* **Exercise instructions**: Can you convert every row below into a JSON list of strings, one string per line, with blank lines skipped and the pictures left out?

* **Information given**:
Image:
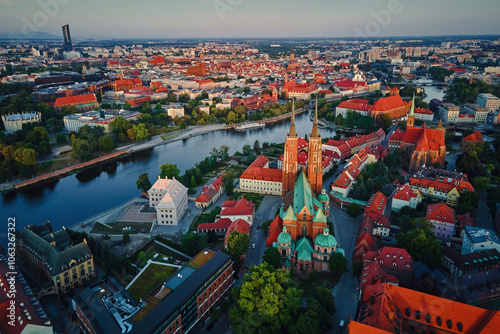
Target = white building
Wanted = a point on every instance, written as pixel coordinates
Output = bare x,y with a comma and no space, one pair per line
14,122
480,113
489,101
449,112
477,239
169,198
405,196
175,111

* **Response**:
[
  "Image:",
  "Target = white building",
  "Wanted = a point on every instance, written as pixel coordinates",
  "Output = bare x,y with a comma and no space, one pair per line",
  "14,122",
  "480,113",
  "489,101",
  "449,112",
  "477,239",
  "169,198",
  "405,196",
  "175,111"
]